■ ENTRIES SUPPLIED ■
*** Begin section ***
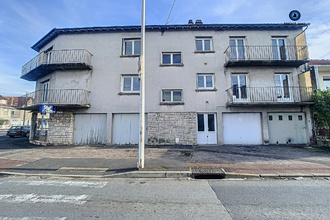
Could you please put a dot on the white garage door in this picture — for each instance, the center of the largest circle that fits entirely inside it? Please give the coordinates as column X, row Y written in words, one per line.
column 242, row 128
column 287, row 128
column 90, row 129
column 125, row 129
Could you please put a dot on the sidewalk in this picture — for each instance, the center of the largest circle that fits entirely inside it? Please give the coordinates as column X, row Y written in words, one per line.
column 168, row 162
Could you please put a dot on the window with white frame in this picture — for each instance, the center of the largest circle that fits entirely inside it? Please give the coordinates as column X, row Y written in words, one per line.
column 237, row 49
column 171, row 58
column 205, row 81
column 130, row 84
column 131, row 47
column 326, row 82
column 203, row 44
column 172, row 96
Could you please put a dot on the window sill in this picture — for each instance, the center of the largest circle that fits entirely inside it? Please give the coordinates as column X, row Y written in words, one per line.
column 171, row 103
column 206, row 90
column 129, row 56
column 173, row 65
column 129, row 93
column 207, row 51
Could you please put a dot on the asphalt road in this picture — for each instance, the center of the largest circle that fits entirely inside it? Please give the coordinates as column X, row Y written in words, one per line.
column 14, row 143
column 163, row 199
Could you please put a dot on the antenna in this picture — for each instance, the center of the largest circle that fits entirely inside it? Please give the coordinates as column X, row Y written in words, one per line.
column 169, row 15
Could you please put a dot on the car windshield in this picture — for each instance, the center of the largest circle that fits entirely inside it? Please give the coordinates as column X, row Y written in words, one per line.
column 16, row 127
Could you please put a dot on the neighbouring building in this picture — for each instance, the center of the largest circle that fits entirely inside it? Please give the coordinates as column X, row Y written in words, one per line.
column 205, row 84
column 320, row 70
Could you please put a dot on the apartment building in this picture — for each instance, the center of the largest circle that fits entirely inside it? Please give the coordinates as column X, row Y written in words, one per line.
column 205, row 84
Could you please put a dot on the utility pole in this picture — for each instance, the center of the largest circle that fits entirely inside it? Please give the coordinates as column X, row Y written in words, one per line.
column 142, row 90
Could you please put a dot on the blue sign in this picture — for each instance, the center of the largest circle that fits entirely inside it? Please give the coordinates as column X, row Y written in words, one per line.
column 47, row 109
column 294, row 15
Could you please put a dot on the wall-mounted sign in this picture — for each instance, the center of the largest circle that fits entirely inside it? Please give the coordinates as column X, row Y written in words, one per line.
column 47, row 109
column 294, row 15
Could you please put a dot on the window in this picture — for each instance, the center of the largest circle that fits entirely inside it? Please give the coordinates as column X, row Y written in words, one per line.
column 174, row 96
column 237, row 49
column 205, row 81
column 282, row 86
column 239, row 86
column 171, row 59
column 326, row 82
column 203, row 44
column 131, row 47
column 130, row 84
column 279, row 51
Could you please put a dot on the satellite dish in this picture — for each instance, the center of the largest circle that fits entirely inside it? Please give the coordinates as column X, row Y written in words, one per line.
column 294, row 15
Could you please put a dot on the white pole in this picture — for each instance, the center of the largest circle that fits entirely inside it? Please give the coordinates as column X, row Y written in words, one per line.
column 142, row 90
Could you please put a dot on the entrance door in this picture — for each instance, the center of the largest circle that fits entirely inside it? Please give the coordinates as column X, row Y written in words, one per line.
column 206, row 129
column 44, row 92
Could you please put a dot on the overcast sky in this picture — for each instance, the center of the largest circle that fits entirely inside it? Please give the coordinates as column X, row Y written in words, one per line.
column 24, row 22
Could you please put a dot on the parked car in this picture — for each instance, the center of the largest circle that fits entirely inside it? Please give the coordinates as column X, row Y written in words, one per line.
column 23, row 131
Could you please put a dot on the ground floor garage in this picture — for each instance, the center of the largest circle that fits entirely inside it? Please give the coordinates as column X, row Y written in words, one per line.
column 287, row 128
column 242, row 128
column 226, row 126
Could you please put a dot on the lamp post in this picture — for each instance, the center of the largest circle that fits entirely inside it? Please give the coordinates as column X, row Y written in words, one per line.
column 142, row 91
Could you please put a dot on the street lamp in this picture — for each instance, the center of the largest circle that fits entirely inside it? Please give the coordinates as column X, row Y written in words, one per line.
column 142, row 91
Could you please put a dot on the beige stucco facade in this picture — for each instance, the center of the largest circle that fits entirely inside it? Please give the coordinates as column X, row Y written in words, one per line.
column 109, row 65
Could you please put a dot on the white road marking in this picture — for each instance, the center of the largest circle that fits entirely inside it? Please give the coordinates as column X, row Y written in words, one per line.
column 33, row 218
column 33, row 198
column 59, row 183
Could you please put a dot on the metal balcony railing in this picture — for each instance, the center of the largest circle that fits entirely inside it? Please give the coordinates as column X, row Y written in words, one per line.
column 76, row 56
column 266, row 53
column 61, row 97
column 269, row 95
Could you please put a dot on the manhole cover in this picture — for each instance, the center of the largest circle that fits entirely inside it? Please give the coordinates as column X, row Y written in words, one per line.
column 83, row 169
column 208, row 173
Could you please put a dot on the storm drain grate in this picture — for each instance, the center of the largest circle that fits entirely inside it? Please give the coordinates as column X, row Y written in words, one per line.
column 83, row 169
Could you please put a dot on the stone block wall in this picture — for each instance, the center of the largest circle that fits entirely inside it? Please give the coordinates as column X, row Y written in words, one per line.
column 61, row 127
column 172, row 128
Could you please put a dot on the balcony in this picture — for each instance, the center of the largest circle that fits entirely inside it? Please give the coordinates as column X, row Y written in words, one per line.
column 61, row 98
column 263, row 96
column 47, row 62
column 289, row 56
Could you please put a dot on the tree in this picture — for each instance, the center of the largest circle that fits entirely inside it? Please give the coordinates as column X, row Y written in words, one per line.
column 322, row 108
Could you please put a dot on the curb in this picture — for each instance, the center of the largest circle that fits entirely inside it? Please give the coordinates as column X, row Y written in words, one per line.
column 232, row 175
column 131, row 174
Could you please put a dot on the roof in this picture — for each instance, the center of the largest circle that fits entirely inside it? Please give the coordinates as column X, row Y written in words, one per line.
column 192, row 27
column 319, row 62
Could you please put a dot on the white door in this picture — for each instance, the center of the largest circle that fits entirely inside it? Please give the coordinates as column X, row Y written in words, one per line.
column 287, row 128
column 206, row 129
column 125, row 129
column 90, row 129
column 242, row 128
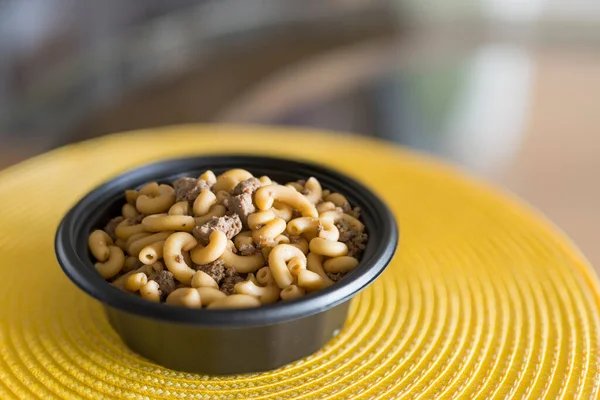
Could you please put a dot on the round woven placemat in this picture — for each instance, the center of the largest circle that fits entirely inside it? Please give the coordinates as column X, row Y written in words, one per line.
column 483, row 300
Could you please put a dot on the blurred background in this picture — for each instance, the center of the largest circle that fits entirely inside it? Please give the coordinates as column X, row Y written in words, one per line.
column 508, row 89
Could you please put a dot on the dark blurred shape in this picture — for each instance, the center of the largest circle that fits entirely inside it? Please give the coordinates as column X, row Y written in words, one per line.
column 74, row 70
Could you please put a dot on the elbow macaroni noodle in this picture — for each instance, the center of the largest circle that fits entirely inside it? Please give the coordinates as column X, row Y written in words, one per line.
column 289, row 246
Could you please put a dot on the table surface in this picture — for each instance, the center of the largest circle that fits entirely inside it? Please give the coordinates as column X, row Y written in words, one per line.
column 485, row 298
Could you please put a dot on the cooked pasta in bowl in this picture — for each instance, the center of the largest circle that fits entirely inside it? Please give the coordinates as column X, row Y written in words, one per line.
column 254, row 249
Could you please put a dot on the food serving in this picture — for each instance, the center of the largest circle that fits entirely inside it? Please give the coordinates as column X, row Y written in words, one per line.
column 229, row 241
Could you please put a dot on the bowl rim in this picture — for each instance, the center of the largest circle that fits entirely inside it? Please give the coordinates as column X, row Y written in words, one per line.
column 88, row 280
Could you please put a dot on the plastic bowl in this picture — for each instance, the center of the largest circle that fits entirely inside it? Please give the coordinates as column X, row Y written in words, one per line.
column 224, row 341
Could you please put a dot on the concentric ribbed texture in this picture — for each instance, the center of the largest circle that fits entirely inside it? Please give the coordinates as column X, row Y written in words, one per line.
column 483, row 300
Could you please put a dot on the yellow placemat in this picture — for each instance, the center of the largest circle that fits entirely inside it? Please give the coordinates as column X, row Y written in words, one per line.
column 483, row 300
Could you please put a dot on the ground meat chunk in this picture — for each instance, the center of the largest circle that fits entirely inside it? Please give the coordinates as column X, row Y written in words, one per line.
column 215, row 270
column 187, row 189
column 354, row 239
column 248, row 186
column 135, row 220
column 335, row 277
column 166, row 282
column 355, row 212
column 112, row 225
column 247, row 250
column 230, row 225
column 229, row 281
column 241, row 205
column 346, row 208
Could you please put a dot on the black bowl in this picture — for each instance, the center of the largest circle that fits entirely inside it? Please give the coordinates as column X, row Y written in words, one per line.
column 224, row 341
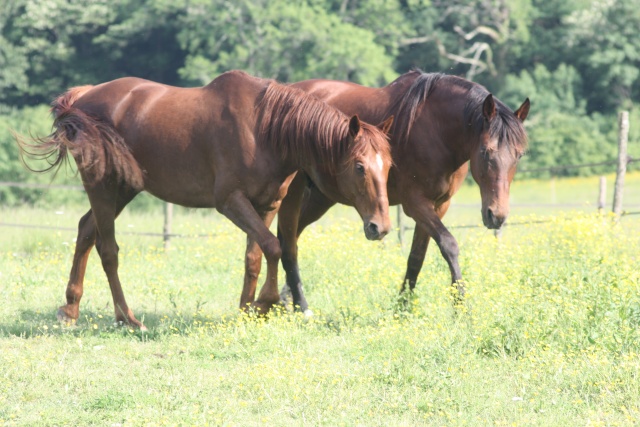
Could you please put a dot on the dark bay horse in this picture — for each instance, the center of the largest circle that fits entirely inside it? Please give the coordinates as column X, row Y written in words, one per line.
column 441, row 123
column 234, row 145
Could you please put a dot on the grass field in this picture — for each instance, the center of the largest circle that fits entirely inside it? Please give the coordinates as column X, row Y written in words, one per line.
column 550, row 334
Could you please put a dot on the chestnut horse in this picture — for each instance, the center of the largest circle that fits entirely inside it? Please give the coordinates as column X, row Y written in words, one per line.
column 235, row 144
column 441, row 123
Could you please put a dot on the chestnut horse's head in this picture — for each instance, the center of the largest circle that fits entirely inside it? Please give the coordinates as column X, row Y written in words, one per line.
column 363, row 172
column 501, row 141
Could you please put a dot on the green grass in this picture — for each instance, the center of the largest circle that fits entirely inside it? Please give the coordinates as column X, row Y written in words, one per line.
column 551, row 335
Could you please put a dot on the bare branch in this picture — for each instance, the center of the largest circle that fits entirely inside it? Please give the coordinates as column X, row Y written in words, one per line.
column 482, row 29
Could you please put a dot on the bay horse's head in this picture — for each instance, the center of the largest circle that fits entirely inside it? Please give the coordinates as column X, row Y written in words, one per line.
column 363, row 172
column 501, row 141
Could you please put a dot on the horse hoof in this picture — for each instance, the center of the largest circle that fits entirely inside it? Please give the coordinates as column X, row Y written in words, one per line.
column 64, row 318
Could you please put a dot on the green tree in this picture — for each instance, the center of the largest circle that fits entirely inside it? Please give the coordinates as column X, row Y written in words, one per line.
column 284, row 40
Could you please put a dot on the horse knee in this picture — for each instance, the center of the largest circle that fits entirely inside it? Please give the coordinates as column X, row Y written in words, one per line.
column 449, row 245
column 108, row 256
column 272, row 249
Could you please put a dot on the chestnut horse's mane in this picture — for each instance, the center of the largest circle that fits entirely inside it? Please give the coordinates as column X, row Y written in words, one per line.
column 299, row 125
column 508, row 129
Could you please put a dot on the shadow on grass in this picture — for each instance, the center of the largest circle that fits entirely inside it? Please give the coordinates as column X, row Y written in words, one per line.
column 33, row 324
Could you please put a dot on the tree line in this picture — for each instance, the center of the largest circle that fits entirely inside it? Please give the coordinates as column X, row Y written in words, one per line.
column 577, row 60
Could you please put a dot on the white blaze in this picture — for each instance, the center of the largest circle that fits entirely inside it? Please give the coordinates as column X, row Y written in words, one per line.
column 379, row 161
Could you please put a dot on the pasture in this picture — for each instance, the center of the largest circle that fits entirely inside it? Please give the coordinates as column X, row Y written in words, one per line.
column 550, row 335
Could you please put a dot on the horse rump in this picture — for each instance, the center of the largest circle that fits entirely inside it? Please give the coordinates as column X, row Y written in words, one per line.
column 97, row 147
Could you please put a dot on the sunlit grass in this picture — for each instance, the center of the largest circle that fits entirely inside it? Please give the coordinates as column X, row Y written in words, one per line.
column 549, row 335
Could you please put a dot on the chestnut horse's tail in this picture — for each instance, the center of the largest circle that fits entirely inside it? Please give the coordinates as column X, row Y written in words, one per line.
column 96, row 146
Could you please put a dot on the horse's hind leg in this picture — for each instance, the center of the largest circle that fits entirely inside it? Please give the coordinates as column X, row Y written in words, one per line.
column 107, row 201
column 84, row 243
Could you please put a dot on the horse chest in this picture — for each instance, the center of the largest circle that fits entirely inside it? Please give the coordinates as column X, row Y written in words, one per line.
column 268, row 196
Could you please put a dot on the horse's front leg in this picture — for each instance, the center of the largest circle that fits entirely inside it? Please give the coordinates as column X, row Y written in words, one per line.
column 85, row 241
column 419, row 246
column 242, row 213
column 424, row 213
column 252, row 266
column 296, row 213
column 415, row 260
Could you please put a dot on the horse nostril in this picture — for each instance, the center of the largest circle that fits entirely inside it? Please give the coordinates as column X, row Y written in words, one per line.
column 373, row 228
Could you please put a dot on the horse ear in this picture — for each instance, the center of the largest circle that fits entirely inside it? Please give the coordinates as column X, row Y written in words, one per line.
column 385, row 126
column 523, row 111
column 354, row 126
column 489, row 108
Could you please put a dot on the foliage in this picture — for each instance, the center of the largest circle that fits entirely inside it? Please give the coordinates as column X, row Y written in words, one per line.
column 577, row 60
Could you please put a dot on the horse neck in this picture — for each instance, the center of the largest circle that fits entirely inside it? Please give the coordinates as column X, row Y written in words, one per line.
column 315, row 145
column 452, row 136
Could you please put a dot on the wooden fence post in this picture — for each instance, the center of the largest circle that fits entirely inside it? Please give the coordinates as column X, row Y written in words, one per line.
*** End section ***
■ EXERCISE REQUIREMENTS ■
Reproduce only those lines of the entries above that run from the line with "Could you please put a dot on the horse's hind" to the final line.

■ ANSWER TO THE EXERCISE ■
Could you please put a dot on the horse's hind leg in this picture — for each instance, the center of the largest circle that fits entirely inside it? Please give the coordinates as column X, row Y written in words, one per line.
column 107, row 201
column 84, row 243
Could you please put a dot on the horse chest in this picture — for each instance, the center of the largest circle that fits entirely inside it? Please give the coordinates as column X, row Y written in words, one per line.
column 268, row 196
Could you please put a dot on the horse's front leg in this picture — for each instance, the center of the largest circle that fits entirely inside it? Please give the coordinates as column X, row Y written in words, one per line.
column 85, row 241
column 419, row 246
column 242, row 213
column 424, row 213
column 252, row 266
column 296, row 213
column 415, row 260
Could you please put a dot on the horse nostril in this picture — for each instance, the center of the largest circle that fits entirely inside it? Please give the coordinates as column X, row Y written in words, one per line.
column 373, row 228
Could you please put a dot on the horse ear in this picture — for each instance, the center of the largest circle that fits entirely inside it? Please give the coordinates as column X, row Y written in words, one per line.
column 385, row 126
column 523, row 111
column 354, row 126
column 489, row 108
Could you please put a dot on the foliage in this picture — for each instance, the center of the largest circle that fits entirely inside it? Please give the coordinates as column X, row Y written in words, one per line.
column 577, row 60
Could you please put a dot on the horse neck in this picture — for each instance, the center of the largest circle that fits entirely inside it? Please give the coordinates as column X, row Y written in words, one per line.
column 315, row 145
column 452, row 136
Could you please put a dot on the wooden fence post in this picture — for each instance, the center of the largest circle that fits entirely inside it? Please give the coordinates as column X, row Y written in words, one per line.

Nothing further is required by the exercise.